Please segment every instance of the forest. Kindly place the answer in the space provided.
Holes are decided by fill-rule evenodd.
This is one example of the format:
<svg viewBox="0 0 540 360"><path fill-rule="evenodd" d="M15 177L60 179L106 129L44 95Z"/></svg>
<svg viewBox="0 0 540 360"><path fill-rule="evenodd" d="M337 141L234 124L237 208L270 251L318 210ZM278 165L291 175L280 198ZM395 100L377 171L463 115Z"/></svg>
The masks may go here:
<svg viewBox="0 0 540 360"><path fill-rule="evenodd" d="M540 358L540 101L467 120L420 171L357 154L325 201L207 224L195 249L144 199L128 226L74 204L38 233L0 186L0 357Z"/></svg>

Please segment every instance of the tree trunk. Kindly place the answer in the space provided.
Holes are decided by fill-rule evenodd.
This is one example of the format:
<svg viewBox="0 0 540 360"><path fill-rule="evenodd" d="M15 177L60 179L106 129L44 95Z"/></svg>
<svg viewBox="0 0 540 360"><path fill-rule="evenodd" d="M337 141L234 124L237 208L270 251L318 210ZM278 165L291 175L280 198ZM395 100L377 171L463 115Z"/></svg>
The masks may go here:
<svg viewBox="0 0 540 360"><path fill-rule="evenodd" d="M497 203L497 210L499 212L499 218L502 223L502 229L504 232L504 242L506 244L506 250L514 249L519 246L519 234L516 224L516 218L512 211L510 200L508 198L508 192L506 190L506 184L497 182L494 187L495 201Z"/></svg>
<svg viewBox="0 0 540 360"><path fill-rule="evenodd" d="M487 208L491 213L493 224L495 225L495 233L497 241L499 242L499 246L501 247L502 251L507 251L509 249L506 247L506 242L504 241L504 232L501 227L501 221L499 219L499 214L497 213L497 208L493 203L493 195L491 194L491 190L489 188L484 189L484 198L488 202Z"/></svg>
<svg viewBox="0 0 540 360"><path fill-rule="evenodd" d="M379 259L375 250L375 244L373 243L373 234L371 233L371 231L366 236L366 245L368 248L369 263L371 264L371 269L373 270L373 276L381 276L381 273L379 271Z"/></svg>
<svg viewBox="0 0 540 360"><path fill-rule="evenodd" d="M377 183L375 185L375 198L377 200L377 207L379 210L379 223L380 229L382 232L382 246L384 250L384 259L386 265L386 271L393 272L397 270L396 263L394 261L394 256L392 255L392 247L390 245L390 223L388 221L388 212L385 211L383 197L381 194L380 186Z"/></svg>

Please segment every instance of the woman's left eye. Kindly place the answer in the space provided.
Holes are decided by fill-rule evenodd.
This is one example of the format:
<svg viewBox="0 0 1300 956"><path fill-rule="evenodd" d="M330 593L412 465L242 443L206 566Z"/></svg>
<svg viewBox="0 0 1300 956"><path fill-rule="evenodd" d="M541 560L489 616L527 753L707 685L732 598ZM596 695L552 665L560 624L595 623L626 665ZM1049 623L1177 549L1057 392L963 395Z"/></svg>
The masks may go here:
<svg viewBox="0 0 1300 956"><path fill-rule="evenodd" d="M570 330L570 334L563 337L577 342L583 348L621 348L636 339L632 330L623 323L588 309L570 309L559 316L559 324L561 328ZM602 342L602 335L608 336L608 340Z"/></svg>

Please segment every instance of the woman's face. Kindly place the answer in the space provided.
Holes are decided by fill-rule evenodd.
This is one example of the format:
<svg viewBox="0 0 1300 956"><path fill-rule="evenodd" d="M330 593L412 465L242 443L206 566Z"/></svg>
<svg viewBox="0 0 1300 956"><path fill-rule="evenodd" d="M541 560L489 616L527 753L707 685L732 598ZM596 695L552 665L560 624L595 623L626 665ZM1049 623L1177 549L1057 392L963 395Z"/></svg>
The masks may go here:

•••

> _TASK TO COMPLETE_:
Give back the material above exactly as it was given.

> _COMPLETED TASK_:
Please segment every instance of the forest. Kindly place the answer in the space provided.
Holes are decided by fill-rule evenodd.
This is one example of the format:
<svg viewBox="0 0 540 360"><path fill-rule="evenodd" d="M15 177L60 179L106 129L44 95Z"/></svg>
<svg viewBox="0 0 540 360"><path fill-rule="evenodd" d="M337 141L234 124L237 208L270 251L318 210ZM278 165L291 175L280 198ZM395 100L377 171L463 115Z"/></svg>
The masks may go here:
<svg viewBox="0 0 540 360"><path fill-rule="evenodd" d="M540 358L540 101L467 120L420 171L357 154L325 201L207 224L195 249L144 199L128 226L74 204L38 233L0 186L0 357Z"/></svg>

Please segment every instance of the tree trunk. Kindly place the answer in the space provided.
Holes are decided by fill-rule evenodd.
This is one example of the format:
<svg viewBox="0 0 540 360"><path fill-rule="evenodd" d="M15 177L60 179L106 129L44 95Z"/></svg>
<svg viewBox="0 0 540 360"><path fill-rule="evenodd" d="M337 141L234 124L237 208L270 251L318 210ZM278 165L291 175L280 198ZM395 100L377 171L463 115Z"/></svg>
The masks may go here:
<svg viewBox="0 0 540 360"><path fill-rule="evenodd" d="M497 203L497 210L499 212L499 218L502 223L502 229L504 232L504 242L506 244L506 250L514 249L519 246L519 234L516 224L516 218L512 211L510 200L508 198L508 192L506 190L506 184L497 182L494 187L495 201Z"/></svg>
<svg viewBox="0 0 540 360"><path fill-rule="evenodd" d="M487 208L491 213L493 224L495 225L495 233L497 241L499 242L499 246L501 247L502 251L507 251L509 249L506 247L506 242L504 241L504 232L501 227L501 221L499 219L499 214L497 213L497 208L493 203L493 195L491 194L491 190L489 188L484 189L484 198L488 202Z"/></svg>
<svg viewBox="0 0 540 360"><path fill-rule="evenodd" d="M379 259L375 250L375 244L373 243L373 234L371 233L371 231L366 236L366 245L368 248L369 263L371 264L371 269L373 270L373 276L381 276L381 273L379 271Z"/></svg>
<svg viewBox="0 0 540 360"><path fill-rule="evenodd" d="M377 183L375 185L375 198L377 200L377 207L379 210L379 223L380 229L382 232L382 246L384 250L384 259L386 265L386 271L393 272L397 270L396 263L394 261L394 256L392 255L392 247L390 245L390 223L388 221L388 212L385 211L383 197L381 194L380 186Z"/></svg>

Please segment every instance of the woman's left eye. Kindly place the answer in the space provided.
Holes are decided by fill-rule evenodd.
This is one example of the format:
<svg viewBox="0 0 1300 956"><path fill-rule="evenodd" d="M330 593L412 465L242 443L206 566Z"/></svg>
<svg viewBox="0 0 1300 956"><path fill-rule="evenodd" d="M541 560L489 616L527 753L707 685L732 598ZM596 695L552 665L560 624L595 623L626 665ZM1049 623L1177 549L1057 392L963 395Z"/></svg>
The masks may go here:
<svg viewBox="0 0 1300 956"><path fill-rule="evenodd" d="M570 330L570 334L563 337L577 342L583 348L621 348L636 339L632 330L623 323L588 309L570 309L559 316L559 324L561 328ZM602 342L602 335L608 336L608 340Z"/></svg>

Please segment every instance of the woman's face. Kindly place the answer in the space provided.
Holes are decided by fill-rule evenodd.
This is one example of the format:
<svg viewBox="0 0 1300 956"><path fill-rule="evenodd" d="M330 593L412 465L242 443L206 566Z"/></svg>
<svg viewBox="0 0 1300 956"><path fill-rule="evenodd" d="M541 560L489 616L527 753L707 685L732 598ZM596 695L552 665L560 624L595 623L626 665ZM1049 623L1177 549L1057 392L963 395Z"/></svg>
The masks may go here:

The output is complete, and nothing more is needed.